A single figure is required: the number of lines in the listing below containing the word "positive".

### Raw data

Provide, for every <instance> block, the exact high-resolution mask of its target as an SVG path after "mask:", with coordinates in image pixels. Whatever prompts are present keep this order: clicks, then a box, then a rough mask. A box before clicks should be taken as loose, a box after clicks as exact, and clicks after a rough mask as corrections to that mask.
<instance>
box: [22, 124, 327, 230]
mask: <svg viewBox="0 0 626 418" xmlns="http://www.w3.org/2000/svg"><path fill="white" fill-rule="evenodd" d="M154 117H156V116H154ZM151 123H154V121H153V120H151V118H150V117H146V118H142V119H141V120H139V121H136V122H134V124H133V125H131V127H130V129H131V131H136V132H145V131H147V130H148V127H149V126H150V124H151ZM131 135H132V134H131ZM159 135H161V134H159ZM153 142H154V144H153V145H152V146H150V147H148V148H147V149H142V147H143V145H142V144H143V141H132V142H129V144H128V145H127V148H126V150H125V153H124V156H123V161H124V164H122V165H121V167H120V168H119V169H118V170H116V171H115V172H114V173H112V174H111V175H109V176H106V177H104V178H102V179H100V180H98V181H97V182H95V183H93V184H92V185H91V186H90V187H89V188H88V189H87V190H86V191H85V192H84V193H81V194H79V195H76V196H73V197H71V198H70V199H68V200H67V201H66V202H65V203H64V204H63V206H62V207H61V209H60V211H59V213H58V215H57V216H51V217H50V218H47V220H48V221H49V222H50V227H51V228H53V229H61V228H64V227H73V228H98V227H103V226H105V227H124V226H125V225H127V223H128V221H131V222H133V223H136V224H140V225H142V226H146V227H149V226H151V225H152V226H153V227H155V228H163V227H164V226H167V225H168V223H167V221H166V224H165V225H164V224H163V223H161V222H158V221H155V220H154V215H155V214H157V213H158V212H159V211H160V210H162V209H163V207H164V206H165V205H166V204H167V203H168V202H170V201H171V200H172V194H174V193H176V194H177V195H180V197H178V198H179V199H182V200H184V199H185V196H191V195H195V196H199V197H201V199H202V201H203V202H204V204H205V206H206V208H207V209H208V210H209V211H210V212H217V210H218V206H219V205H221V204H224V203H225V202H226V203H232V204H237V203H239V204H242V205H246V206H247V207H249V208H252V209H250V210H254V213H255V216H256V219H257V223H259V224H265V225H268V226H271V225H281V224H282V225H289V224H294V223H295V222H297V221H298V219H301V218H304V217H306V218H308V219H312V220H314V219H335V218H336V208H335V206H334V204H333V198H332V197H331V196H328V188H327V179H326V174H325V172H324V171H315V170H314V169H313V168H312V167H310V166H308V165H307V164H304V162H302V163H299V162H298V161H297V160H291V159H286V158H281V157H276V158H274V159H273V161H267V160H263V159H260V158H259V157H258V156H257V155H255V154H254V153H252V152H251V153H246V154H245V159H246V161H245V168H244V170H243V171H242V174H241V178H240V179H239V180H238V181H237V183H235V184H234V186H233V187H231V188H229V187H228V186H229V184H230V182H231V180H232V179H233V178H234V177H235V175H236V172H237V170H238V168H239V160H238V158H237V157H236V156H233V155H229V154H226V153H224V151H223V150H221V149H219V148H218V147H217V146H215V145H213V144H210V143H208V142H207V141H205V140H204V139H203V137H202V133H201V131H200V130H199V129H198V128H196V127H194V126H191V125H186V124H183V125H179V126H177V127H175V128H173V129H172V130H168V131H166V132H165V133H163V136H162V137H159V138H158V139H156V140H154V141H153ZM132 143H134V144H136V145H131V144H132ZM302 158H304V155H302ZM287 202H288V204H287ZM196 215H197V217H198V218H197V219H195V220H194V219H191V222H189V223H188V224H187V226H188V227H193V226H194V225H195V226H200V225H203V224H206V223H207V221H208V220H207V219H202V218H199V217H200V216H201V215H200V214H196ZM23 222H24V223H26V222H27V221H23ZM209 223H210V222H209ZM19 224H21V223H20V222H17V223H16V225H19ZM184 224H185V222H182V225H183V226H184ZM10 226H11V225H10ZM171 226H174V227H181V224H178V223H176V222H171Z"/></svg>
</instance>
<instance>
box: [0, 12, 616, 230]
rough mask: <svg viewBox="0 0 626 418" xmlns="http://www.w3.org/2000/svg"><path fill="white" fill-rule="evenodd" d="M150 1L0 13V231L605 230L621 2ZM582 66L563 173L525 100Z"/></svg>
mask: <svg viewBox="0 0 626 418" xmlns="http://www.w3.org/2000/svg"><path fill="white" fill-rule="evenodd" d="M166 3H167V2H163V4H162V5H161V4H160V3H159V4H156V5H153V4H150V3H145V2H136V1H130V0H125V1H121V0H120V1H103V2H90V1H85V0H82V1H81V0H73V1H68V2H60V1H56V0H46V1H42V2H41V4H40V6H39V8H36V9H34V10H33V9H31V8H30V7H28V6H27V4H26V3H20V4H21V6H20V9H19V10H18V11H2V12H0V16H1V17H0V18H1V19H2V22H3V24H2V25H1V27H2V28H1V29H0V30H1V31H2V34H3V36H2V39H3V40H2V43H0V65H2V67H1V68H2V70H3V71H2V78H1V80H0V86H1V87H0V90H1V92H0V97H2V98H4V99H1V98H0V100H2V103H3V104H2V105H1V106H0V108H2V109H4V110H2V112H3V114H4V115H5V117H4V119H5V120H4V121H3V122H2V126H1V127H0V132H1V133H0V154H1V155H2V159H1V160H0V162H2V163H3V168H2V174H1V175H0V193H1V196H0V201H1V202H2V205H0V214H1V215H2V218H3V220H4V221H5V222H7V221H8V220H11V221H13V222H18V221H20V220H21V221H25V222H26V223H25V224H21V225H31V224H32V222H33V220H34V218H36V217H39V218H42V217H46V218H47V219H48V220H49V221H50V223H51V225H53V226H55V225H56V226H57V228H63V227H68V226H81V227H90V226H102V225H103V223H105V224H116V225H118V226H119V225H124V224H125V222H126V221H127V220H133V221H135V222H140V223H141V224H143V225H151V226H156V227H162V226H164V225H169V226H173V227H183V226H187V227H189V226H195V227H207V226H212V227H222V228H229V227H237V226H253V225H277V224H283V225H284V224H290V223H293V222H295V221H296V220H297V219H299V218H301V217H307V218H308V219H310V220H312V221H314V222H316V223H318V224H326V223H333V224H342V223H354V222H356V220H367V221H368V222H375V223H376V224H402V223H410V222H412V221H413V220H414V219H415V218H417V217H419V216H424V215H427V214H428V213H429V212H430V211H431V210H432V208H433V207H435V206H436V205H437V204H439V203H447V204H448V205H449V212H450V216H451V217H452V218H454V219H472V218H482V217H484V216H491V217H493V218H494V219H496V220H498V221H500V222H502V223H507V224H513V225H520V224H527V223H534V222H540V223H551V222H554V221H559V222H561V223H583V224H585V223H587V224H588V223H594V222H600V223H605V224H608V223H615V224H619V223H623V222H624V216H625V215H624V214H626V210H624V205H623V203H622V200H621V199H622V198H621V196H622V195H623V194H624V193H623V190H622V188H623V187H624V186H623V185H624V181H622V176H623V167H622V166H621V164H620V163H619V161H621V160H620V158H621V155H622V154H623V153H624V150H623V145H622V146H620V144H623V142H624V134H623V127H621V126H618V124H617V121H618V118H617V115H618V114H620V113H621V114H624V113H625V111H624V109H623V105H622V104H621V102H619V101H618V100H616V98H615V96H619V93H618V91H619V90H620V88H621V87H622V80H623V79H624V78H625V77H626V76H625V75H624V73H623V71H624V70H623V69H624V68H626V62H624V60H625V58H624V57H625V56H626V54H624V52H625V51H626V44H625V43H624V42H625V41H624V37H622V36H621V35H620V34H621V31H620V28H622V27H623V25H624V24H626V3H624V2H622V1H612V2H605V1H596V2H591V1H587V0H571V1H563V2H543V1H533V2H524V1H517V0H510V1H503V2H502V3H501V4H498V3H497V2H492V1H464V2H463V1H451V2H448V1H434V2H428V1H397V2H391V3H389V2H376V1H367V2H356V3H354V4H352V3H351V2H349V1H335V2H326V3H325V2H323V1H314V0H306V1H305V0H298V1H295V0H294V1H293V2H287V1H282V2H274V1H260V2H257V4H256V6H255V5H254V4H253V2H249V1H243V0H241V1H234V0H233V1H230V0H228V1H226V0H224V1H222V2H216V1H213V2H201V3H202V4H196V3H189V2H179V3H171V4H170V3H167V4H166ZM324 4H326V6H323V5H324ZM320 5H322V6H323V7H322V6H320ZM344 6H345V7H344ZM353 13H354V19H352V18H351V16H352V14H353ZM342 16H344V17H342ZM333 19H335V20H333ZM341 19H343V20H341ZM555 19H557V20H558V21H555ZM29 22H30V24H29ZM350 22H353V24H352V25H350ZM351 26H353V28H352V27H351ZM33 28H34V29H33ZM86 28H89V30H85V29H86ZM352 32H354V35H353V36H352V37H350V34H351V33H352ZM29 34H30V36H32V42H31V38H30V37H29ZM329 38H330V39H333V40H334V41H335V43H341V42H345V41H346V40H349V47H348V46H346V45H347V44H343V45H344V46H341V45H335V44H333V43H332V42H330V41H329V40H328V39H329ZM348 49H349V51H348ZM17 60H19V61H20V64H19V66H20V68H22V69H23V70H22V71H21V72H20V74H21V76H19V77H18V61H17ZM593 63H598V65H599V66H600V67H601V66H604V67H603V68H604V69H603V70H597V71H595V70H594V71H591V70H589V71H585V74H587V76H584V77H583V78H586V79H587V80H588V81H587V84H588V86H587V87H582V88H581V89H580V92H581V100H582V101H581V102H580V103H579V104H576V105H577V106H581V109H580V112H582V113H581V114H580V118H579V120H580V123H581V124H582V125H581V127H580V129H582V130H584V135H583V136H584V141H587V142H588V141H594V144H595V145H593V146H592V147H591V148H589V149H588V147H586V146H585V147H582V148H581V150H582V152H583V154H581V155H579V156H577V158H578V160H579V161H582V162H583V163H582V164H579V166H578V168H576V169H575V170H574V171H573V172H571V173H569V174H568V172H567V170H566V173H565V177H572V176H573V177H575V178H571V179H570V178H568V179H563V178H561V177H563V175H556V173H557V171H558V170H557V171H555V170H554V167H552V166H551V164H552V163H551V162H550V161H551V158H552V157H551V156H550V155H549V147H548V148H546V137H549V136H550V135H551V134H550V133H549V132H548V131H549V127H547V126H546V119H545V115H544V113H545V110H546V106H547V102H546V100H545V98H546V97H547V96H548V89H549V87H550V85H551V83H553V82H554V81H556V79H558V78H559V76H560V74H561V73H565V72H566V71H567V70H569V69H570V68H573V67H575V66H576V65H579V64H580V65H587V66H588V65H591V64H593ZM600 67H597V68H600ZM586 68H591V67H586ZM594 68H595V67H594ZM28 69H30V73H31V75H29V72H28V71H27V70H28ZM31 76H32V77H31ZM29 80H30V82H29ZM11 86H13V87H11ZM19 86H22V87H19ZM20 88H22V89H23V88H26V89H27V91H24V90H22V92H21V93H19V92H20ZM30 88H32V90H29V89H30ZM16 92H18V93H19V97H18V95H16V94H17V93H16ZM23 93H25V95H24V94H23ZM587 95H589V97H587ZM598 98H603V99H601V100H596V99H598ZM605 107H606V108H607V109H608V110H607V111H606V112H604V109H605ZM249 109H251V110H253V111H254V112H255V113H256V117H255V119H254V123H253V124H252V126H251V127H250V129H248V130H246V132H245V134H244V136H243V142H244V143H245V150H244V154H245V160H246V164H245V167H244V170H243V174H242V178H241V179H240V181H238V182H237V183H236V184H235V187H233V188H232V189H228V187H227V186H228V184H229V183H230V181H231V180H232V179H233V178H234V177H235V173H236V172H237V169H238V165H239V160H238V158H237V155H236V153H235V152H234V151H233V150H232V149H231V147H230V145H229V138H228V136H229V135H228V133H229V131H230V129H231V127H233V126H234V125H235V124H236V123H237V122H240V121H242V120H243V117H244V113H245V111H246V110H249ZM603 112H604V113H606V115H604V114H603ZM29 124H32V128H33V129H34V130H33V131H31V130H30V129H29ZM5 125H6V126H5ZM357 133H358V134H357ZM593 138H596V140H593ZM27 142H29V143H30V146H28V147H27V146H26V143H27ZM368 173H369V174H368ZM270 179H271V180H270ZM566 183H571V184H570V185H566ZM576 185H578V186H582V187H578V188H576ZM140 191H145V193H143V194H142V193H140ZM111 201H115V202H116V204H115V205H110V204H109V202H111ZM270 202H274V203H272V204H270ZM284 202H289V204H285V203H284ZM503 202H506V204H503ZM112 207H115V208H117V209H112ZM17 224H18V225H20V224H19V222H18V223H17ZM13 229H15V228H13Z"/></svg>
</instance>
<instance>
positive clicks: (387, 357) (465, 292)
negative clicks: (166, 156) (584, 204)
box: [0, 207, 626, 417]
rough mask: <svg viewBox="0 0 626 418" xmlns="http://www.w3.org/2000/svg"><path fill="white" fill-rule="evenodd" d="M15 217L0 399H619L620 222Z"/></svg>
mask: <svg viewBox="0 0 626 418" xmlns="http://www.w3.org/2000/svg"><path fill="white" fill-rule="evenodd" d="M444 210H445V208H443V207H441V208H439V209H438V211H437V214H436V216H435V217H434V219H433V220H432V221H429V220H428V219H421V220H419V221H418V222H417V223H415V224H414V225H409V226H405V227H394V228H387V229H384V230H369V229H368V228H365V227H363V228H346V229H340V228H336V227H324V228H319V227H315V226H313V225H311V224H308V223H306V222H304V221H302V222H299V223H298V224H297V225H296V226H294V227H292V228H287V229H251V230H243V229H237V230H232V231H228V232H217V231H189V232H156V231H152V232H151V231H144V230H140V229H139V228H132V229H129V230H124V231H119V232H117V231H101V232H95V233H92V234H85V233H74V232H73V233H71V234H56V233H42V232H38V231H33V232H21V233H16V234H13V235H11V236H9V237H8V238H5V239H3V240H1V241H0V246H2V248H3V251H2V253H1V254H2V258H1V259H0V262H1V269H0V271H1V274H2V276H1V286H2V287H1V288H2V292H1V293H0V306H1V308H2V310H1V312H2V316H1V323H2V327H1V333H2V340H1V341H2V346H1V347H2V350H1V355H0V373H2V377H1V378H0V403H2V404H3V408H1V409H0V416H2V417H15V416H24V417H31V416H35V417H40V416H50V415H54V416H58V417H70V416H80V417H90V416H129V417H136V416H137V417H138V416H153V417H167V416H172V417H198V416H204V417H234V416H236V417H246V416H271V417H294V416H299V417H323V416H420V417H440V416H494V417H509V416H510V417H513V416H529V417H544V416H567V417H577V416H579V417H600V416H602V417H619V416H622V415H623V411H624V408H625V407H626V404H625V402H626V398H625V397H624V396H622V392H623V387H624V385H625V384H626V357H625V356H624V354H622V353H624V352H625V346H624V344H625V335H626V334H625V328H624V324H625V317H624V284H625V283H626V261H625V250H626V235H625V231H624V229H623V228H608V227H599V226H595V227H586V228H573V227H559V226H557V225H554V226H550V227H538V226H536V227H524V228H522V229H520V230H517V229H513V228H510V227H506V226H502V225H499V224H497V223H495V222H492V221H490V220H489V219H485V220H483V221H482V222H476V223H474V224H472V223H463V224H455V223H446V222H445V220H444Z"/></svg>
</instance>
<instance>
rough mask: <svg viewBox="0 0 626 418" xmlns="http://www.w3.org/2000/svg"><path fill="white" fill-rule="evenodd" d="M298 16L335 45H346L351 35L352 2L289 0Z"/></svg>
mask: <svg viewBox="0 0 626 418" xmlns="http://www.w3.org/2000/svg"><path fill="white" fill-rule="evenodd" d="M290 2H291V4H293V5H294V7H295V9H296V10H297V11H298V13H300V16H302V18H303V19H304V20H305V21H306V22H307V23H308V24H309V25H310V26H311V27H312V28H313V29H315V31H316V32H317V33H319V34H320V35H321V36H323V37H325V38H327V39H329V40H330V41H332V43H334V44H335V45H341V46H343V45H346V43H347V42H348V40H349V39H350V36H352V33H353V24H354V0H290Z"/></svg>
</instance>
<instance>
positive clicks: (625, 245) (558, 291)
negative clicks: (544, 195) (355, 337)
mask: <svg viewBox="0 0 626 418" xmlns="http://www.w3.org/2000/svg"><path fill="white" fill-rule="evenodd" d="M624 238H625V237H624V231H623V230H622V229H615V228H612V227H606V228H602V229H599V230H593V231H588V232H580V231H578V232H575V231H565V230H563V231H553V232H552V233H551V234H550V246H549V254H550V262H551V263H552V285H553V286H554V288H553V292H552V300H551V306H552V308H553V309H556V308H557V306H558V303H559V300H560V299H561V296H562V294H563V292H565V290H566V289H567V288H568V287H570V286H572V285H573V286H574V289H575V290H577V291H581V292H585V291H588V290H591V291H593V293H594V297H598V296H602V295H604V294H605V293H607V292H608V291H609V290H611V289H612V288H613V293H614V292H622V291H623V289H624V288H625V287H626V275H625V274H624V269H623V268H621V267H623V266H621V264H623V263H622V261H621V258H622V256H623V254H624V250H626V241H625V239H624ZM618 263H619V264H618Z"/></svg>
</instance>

######

Exercise output -
2